List every line in the items below that contains the string "stone". Case counts.

§ **DATA PROVIDED**
(begin)

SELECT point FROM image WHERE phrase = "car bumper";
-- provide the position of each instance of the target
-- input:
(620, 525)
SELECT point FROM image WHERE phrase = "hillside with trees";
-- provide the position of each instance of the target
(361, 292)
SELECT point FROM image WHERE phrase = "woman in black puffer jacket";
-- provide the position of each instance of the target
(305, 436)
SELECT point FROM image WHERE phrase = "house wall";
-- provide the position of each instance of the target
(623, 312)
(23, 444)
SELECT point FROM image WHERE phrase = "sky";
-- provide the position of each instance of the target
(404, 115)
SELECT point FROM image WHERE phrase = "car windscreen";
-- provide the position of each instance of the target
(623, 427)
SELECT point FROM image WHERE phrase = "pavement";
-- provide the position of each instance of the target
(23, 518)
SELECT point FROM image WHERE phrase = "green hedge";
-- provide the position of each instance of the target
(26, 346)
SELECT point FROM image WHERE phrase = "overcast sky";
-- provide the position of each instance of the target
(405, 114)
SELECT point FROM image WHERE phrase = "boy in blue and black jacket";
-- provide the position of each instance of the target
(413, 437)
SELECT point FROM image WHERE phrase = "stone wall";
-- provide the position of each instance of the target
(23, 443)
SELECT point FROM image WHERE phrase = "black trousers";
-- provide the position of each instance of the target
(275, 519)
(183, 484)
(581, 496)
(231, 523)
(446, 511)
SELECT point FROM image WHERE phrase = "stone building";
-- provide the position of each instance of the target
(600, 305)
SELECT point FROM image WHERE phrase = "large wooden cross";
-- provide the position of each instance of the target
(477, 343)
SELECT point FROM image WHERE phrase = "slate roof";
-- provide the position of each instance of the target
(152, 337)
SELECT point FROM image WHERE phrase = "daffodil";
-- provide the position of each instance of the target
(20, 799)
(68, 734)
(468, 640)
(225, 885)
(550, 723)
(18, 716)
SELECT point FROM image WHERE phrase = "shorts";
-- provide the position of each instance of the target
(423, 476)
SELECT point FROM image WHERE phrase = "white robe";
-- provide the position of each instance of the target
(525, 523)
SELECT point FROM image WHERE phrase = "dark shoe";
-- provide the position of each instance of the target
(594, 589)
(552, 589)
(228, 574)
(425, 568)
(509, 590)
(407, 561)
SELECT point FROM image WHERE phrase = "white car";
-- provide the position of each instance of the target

(end)

§ **EXPECTED ANSWER**
SELECT point FROM image WHERE phrase = "stone wall";
SELECT point FROM image WHERE phrase = "stone building";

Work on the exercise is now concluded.